begin Dataset extract

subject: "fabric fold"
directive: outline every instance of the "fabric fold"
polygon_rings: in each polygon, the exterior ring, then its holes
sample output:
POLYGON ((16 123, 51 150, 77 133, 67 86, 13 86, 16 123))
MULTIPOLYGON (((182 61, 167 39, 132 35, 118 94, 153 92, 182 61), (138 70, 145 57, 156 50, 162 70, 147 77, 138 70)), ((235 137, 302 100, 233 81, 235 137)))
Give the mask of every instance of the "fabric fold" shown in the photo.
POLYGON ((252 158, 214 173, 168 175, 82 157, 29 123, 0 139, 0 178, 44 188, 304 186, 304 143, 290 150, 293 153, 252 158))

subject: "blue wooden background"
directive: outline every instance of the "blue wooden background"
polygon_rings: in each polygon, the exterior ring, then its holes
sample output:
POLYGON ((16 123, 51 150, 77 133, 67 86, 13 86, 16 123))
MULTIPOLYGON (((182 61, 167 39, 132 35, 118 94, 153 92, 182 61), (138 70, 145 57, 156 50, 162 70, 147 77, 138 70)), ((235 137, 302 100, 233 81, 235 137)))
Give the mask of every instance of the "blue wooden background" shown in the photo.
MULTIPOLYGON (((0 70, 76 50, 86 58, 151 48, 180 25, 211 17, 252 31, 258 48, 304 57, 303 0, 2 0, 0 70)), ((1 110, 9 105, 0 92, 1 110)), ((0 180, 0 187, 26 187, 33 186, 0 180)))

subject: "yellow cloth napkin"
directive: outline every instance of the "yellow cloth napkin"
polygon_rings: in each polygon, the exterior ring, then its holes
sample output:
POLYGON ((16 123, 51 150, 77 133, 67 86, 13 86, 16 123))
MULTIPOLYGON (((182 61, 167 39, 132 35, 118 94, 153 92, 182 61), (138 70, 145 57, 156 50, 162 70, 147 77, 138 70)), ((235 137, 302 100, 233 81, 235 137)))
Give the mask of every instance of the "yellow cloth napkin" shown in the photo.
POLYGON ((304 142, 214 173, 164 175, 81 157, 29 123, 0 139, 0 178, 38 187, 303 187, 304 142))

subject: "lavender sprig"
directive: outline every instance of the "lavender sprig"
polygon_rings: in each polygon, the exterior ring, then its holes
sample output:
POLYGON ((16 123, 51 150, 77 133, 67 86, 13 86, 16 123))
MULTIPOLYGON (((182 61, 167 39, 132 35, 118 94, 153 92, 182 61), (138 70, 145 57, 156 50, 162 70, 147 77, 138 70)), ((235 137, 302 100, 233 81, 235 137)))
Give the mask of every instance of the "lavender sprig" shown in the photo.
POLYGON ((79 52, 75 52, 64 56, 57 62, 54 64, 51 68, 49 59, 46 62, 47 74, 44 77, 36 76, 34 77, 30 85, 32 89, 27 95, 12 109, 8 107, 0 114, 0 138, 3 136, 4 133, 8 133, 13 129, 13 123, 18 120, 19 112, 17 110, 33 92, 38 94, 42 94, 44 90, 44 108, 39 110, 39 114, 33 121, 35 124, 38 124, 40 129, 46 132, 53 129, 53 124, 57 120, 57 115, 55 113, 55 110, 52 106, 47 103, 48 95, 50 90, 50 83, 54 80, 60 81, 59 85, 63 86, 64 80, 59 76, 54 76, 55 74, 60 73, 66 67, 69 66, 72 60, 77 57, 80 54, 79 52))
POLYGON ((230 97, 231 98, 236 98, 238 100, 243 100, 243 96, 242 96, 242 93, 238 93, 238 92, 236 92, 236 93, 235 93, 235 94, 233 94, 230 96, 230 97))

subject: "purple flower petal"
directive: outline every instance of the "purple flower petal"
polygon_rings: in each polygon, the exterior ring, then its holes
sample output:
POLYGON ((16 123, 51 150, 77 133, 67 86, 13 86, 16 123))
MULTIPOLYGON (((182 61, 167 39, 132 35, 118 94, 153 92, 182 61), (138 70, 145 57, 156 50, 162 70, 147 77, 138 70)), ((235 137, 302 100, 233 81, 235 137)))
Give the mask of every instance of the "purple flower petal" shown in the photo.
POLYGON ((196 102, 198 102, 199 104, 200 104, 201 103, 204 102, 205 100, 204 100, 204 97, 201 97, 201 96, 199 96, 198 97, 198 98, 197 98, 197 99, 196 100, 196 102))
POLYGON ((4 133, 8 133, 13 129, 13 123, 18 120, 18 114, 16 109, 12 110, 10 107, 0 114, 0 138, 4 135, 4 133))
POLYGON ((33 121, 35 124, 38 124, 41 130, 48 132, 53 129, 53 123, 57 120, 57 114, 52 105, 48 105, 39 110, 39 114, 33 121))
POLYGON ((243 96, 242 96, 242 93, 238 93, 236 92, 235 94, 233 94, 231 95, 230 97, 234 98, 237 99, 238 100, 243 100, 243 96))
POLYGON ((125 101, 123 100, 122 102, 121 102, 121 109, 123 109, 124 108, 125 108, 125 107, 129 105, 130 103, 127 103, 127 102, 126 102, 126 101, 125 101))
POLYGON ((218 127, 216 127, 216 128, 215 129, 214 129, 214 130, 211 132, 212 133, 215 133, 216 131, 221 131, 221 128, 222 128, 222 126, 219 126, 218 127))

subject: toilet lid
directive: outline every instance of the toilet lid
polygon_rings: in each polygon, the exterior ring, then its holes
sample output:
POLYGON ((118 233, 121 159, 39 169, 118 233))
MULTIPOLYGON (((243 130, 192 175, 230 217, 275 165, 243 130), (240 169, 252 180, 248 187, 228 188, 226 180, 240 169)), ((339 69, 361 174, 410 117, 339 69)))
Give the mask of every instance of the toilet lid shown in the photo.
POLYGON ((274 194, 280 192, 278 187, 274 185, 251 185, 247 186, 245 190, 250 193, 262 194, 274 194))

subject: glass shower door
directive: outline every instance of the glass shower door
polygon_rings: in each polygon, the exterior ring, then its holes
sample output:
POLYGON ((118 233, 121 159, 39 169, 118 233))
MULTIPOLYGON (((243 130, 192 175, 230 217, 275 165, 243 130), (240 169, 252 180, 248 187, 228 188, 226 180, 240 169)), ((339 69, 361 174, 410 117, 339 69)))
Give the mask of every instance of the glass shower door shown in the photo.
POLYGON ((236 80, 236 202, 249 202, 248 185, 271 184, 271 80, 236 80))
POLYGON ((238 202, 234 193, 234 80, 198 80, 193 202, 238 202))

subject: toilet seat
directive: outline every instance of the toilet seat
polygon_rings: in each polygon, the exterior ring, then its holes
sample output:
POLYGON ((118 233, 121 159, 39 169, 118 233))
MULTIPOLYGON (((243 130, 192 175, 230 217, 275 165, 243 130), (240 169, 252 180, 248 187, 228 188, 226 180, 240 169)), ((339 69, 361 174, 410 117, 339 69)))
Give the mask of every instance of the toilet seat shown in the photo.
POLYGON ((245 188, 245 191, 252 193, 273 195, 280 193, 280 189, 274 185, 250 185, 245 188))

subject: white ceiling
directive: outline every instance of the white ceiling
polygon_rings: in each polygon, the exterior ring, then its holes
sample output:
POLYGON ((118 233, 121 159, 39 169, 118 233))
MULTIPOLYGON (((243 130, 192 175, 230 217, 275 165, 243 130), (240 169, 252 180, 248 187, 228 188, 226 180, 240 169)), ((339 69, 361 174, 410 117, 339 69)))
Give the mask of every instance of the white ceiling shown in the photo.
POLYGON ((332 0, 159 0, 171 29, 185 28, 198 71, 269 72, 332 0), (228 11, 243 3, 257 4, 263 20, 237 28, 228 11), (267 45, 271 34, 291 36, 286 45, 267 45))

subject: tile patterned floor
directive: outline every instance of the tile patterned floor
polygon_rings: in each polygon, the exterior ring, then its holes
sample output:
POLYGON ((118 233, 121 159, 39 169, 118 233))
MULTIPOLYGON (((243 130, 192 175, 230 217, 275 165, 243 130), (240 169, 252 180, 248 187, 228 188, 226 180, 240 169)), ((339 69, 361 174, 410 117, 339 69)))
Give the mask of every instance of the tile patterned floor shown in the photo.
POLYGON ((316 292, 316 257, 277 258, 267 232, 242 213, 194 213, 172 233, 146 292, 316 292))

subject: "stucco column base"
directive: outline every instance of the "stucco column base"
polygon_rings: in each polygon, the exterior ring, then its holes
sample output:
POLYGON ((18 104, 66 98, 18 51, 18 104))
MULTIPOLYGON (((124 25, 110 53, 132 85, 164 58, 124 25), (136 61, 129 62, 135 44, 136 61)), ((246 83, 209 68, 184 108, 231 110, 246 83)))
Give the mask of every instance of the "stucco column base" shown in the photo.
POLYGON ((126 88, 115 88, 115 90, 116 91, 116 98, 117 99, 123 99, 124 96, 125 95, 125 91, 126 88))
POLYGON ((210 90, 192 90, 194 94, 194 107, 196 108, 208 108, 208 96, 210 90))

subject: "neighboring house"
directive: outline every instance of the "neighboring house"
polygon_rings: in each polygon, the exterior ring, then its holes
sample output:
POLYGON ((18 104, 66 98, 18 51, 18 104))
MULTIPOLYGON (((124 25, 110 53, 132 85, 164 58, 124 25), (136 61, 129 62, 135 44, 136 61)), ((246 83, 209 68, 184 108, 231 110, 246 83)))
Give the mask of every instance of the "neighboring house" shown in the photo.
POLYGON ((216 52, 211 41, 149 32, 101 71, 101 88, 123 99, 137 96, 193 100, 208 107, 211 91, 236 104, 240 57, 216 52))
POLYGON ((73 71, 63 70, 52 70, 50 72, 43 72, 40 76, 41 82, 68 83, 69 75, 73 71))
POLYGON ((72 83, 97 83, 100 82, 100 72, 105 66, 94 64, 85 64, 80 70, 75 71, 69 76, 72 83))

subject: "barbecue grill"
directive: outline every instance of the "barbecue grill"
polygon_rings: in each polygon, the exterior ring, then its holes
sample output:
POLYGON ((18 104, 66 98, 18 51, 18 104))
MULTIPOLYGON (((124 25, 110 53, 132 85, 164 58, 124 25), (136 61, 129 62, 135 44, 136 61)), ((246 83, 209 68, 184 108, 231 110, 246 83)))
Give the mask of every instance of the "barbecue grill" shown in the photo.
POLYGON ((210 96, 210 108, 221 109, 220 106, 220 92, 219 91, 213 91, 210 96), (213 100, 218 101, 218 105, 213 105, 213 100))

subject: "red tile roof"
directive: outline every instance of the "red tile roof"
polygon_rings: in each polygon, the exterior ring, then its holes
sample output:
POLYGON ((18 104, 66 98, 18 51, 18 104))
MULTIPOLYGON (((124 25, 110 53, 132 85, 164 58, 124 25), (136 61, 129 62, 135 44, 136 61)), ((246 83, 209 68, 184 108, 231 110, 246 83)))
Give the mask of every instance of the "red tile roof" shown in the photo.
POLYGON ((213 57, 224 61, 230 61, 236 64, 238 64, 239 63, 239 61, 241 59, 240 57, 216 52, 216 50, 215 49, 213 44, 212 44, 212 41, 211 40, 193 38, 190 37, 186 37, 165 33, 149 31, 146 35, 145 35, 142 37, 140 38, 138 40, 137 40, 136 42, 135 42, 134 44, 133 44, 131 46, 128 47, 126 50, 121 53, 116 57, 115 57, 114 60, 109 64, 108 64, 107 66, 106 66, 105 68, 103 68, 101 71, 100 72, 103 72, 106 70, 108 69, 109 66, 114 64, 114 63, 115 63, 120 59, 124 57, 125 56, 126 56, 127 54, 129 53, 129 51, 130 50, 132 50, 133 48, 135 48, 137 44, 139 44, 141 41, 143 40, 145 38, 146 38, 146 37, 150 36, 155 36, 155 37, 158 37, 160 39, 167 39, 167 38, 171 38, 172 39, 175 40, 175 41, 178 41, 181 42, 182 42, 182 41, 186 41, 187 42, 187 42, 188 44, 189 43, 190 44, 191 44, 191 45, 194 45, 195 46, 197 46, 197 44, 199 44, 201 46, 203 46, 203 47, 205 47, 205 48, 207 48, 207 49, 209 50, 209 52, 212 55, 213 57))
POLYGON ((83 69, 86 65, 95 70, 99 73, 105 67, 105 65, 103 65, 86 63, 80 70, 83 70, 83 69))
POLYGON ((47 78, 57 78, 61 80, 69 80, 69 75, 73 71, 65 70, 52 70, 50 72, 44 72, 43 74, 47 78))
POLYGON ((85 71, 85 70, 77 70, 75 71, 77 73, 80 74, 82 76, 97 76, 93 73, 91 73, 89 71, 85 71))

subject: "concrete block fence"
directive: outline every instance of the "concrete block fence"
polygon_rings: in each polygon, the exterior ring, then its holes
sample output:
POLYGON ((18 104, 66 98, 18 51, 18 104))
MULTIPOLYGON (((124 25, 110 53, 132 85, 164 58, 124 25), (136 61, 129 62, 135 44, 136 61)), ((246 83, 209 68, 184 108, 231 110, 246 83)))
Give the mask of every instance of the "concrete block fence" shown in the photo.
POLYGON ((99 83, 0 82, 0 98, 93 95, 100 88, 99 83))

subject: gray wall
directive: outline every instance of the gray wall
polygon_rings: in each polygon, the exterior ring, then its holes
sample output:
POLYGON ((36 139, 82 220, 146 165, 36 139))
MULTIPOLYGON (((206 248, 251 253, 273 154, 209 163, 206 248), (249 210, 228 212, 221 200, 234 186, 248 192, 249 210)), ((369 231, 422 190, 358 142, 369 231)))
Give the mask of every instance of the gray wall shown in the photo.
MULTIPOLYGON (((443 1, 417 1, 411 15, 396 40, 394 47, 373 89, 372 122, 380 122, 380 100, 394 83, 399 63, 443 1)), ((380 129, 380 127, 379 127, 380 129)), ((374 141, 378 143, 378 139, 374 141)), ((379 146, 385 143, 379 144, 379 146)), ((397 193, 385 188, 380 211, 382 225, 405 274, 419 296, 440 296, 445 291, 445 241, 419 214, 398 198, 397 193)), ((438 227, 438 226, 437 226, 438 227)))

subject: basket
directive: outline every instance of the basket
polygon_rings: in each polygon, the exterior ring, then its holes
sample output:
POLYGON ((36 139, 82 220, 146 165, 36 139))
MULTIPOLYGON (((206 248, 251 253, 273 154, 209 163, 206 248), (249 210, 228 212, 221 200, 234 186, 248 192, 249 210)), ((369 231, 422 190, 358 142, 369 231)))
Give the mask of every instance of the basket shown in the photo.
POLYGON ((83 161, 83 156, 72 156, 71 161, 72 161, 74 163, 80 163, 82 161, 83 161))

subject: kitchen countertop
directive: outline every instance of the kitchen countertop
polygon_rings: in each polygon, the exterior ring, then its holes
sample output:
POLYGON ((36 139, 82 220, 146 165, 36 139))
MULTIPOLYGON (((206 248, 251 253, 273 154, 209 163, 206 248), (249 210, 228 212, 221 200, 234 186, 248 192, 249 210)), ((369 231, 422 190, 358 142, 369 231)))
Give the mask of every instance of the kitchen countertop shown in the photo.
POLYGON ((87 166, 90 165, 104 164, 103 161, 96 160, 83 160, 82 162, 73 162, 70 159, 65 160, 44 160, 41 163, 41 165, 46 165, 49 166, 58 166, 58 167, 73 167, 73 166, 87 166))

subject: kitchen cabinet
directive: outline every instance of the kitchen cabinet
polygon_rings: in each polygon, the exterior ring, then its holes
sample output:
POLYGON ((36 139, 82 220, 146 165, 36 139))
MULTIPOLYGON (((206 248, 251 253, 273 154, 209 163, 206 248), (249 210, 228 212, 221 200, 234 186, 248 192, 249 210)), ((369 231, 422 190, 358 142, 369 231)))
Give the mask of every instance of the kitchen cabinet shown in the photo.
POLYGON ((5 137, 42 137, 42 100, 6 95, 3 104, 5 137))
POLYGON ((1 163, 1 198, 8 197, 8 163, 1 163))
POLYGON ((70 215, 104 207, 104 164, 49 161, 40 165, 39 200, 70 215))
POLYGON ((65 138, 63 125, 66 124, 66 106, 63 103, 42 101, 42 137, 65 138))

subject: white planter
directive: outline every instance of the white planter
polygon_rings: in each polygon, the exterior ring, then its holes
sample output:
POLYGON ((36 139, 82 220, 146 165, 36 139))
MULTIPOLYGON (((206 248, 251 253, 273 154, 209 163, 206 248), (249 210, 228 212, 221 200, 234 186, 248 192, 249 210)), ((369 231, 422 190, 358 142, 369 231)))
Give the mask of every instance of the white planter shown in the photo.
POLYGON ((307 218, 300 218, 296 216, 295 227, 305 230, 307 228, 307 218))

end Dataset extract

> _What is asked_:
Output verbatim the lines from the line containing "subject: gray wall" up to and including the line containing "MULTIPOLYGON (((443 1, 417".

> _Full answer_:
subject: gray wall
directive: outline every instance of the gray wall
polygon_rings: in each polygon, the exterior ring, then its holes
sample output:
POLYGON ((36 139, 82 220, 146 165, 36 139))
MULTIPOLYGON (((206 248, 251 253, 273 154, 209 163, 206 248), (249 210, 228 212, 221 200, 234 186, 248 192, 249 210)), ((369 231, 422 190, 358 142, 369 231)))
Give the mask of every instance of the gray wall shown in the photo.
MULTIPOLYGON (((443 1, 417 1, 411 15, 396 40, 394 47, 373 89, 372 122, 380 122, 380 100, 394 83, 399 63, 443 1)), ((380 129, 380 127, 379 127, 380 129)), ((374 141, 378 143, 378 139, 374 141)), ((379 146, 385 143, 379 144, 379 146)), ((397 193, 385 188, 380 211, 382 225, 405 274, 419 296, 440 296, 445 291, 445 241, 419 214, 398 198, 397 193)), ((438 227, 438 226, 437 226, 438 227)))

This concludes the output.